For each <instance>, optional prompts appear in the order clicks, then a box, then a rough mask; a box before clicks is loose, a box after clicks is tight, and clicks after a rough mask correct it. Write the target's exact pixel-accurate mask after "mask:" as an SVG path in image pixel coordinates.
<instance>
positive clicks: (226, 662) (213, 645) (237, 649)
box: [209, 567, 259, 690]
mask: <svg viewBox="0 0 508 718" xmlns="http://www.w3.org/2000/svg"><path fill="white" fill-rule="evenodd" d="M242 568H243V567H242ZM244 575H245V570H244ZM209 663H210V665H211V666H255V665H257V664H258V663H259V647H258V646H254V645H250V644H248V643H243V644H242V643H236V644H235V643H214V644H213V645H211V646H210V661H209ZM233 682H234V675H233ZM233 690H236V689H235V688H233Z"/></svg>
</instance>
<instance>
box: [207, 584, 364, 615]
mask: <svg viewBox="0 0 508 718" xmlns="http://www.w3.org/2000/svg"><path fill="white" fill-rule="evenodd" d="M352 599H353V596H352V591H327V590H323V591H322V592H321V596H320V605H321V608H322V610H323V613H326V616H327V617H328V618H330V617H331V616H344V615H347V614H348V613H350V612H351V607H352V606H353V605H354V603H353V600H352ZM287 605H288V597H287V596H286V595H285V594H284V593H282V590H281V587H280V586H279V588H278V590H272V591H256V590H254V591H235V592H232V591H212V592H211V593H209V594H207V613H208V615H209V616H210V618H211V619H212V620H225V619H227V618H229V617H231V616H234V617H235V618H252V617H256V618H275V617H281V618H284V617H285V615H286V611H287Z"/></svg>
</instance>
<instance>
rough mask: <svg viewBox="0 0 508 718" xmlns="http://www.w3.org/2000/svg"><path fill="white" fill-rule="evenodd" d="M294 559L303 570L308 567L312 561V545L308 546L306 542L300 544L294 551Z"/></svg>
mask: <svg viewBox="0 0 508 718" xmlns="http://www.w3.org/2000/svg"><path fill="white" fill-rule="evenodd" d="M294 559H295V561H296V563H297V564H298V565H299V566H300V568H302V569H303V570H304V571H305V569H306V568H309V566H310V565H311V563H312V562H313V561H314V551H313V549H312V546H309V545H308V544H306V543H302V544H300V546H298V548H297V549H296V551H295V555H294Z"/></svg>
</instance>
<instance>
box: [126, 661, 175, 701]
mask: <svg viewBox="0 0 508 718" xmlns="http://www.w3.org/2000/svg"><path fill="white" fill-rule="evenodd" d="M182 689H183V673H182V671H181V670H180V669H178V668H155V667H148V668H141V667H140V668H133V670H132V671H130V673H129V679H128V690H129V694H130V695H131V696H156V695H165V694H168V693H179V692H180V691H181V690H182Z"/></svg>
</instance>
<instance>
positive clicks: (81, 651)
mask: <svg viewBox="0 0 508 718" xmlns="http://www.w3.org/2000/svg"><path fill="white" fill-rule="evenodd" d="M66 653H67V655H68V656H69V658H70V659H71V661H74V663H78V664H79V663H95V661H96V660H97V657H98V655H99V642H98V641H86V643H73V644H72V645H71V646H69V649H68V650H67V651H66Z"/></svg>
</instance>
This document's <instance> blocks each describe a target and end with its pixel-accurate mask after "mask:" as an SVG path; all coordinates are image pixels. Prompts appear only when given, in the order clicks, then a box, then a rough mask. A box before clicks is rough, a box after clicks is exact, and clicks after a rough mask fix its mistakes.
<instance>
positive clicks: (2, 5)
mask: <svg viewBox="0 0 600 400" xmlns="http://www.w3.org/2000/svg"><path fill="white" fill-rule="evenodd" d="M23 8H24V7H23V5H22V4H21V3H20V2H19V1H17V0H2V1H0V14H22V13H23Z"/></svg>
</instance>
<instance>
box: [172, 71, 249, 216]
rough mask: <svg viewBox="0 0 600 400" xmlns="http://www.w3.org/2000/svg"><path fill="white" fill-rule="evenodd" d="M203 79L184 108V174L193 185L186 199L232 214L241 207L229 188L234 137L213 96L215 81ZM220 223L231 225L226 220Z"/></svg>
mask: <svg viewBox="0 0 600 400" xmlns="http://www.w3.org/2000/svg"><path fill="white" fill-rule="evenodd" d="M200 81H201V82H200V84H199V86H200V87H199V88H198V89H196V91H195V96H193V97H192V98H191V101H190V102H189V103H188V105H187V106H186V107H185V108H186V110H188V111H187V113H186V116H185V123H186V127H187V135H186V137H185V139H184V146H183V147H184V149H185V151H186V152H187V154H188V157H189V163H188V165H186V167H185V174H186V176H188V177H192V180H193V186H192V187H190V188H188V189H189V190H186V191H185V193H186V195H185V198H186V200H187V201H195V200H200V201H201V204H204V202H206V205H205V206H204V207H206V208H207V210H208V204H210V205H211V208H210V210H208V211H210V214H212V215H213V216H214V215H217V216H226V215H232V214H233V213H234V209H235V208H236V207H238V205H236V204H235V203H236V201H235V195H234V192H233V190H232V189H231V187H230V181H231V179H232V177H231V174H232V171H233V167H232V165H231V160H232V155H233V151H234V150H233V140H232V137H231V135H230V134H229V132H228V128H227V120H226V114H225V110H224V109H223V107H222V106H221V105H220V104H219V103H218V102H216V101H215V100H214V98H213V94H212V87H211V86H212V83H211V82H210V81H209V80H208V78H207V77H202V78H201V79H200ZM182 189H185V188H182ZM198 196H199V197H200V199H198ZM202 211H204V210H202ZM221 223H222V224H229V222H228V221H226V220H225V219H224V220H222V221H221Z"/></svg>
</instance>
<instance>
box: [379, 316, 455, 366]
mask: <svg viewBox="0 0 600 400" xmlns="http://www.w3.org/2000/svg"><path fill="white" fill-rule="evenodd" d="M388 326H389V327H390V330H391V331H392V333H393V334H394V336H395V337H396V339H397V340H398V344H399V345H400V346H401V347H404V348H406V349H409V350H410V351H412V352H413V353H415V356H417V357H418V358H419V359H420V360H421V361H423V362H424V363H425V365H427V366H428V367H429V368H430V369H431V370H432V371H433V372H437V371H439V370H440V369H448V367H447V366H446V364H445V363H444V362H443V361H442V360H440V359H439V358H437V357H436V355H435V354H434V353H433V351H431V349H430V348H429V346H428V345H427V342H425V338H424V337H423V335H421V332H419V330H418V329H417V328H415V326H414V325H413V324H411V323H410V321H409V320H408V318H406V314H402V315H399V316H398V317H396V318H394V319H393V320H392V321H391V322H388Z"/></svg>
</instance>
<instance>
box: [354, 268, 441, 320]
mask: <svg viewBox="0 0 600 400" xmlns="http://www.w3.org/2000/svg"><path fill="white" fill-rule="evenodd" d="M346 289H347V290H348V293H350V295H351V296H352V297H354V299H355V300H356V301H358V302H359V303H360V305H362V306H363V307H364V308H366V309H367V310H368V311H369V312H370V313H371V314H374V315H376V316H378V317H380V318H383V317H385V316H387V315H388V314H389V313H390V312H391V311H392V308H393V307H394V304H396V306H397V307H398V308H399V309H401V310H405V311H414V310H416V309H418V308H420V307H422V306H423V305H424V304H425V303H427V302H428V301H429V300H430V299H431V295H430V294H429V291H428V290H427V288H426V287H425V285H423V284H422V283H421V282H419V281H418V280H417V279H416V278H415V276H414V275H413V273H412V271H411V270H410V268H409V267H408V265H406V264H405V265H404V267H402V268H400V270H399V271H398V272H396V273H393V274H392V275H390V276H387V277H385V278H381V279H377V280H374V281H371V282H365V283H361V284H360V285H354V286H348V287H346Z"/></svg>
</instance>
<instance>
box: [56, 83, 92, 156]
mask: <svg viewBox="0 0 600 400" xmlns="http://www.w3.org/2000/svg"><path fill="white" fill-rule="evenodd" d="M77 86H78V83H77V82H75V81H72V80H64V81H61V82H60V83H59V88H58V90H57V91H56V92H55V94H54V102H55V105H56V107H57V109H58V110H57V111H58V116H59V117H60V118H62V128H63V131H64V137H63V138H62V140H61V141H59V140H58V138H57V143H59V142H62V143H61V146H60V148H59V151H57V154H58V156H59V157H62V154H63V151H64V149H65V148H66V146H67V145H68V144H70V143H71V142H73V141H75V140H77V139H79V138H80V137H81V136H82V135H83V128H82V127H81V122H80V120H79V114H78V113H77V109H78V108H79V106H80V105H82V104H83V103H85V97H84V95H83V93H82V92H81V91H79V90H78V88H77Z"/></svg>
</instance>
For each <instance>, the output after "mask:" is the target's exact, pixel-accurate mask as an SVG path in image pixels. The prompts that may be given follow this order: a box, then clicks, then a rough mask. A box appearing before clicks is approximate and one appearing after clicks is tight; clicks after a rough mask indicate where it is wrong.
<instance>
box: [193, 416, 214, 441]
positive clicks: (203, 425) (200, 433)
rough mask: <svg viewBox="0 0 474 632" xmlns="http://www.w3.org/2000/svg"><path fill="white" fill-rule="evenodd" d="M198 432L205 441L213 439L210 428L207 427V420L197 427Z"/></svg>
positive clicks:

========================================

**PROBLEM TO WORK ON**
In the records, find every line that has the string "coordinates" and copy it.

**YOUR RESPONSE**
For each <instance>, optional prompts appear in the order clicks, then a box, then a rough mask; a box before clicks is loose, a box after clicks is tight, and clicks after a rough mask correct it. Write the target's exact pixel-accurate mask after "mask:" as an SVG path in image pixel coordinates.
This document's <instance> blocks each describe a target and end with its pixel-accurate mask after "mask:" as an SVG path; all coordinates are image pixels. Prompts appear only when given, in the order clicks, then a box, then a rough mask. A box before clicks is rough, a box after clicks is exact, and clicks after a rough mask fix its mistakes.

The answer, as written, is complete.